- **Records shown**:
■ ■ ■ ■ ■

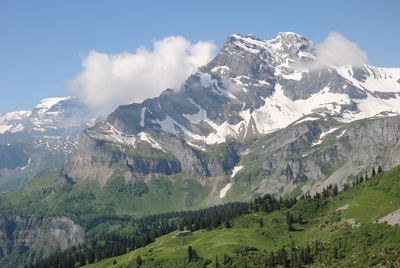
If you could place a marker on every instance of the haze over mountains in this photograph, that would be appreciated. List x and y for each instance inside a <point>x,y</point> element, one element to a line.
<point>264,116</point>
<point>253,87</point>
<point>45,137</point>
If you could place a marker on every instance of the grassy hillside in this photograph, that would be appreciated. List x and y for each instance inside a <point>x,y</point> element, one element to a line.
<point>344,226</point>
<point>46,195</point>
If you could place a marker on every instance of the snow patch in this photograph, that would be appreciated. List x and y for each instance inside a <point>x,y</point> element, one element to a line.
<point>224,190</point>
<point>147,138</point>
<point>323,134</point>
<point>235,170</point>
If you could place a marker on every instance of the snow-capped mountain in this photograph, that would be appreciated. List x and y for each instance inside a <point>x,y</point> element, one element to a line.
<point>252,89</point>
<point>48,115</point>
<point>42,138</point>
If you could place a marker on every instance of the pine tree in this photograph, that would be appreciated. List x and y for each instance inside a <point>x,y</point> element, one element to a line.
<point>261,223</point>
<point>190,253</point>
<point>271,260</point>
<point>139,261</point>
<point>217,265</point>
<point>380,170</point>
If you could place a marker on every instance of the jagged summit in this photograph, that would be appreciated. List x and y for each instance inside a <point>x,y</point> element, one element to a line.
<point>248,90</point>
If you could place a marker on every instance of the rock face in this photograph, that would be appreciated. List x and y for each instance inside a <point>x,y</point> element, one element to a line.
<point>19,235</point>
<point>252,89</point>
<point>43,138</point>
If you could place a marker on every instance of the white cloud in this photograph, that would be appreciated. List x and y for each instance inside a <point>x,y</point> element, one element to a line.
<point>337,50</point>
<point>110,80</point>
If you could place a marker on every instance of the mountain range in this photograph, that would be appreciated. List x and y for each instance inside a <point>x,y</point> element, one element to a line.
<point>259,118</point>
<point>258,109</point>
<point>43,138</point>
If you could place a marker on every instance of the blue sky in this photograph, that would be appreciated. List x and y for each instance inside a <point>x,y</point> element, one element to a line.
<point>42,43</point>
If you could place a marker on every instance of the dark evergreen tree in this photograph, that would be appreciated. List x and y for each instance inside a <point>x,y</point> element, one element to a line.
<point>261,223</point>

■ ■ ■ ■ ■

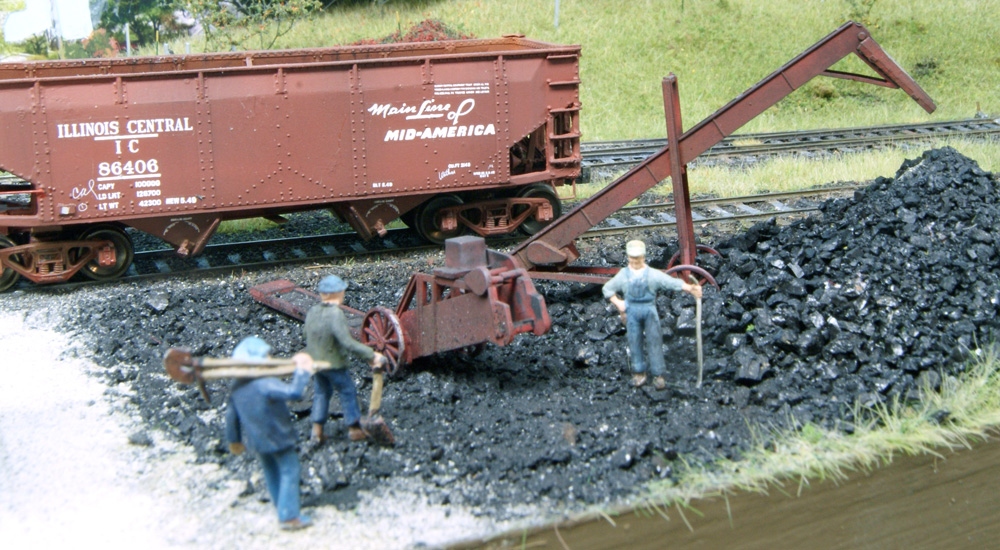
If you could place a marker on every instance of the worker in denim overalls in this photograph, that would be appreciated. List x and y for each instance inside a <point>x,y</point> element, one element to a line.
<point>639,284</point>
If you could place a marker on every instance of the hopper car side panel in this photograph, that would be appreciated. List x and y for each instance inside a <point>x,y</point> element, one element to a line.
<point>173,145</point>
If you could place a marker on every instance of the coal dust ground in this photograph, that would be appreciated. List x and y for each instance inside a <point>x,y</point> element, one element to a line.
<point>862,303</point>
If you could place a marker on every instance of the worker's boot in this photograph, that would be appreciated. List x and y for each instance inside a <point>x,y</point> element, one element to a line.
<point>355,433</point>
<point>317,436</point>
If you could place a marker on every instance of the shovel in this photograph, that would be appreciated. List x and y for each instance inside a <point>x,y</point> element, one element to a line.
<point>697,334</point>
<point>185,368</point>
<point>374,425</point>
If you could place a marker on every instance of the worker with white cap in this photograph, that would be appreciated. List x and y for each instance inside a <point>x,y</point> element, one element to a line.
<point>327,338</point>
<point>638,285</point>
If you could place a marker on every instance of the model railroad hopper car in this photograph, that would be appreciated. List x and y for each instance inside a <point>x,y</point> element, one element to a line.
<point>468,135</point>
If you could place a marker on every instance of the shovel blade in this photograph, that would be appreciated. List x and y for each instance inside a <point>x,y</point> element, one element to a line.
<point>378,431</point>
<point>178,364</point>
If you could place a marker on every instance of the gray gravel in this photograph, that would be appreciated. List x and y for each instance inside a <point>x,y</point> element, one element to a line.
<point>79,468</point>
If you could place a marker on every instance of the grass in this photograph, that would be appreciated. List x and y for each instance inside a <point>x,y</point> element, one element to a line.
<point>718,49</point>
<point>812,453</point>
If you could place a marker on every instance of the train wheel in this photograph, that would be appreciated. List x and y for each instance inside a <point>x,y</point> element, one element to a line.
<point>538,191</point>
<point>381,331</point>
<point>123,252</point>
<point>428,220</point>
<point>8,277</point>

■ ■ ■ ■ ■

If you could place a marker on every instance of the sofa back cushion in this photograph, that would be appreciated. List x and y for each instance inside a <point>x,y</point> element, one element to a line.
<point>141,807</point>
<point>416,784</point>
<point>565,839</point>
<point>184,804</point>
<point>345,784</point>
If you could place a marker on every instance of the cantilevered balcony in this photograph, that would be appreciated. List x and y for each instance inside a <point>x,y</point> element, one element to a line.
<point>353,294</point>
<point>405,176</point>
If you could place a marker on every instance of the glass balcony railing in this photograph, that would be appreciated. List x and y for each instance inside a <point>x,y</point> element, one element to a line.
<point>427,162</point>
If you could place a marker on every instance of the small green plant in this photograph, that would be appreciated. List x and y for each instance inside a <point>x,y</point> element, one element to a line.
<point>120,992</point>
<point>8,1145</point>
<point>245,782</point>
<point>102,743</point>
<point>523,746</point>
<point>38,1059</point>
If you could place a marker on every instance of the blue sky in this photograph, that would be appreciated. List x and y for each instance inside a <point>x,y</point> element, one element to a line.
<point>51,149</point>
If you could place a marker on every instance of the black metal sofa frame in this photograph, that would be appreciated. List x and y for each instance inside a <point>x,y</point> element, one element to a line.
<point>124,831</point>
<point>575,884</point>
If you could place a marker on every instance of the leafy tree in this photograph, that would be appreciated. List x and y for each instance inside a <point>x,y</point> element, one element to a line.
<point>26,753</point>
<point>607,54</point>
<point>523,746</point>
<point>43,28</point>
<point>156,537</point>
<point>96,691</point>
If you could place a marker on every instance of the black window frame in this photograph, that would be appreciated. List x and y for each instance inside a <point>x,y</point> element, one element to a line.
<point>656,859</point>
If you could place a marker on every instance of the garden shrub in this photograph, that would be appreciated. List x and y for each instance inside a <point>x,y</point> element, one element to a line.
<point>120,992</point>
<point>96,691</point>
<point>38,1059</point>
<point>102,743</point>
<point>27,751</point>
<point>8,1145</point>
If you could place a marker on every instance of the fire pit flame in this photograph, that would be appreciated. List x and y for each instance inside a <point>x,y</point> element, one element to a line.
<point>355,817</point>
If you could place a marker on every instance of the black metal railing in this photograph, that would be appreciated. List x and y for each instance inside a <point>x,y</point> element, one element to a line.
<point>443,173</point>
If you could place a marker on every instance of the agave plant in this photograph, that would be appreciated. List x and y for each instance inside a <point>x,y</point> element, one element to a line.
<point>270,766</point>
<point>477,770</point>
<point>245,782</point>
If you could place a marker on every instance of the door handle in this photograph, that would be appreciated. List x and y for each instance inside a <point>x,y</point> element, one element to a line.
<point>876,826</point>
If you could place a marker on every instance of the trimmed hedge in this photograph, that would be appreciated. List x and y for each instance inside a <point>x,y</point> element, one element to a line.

■ ■ ■ ■ ■

- **Stated exercise**: Rewrite the stretch of rows from the one containing "the worker with" through the one containing "<point>178,364</point>", keeping every row, and shift each answer coordinate up by 57. Return only those rows.

- **Written answer**:
If you could place a marker on every instance of the worker with white cap in this photograph, that would be appreciated. List x and y for each instance inside a <point>x,y</point> element, one element to a line.
<point>384,395</point>
<point>695,342</point>
If you could place a marker on every instance of the model railroad hopper car in this photograph, that would be appreciated. List x and y for each instance inside a <point>x,y</point> element, one element to a line.
<point>525,192</point>
If you could place a marker on every instance of the shovel blade in this photograph, that would be appreciated. List x and y for each instance inside a <point>x,y</point> element, one element to a line.
<point>435,488</point>
<point>235,421</point>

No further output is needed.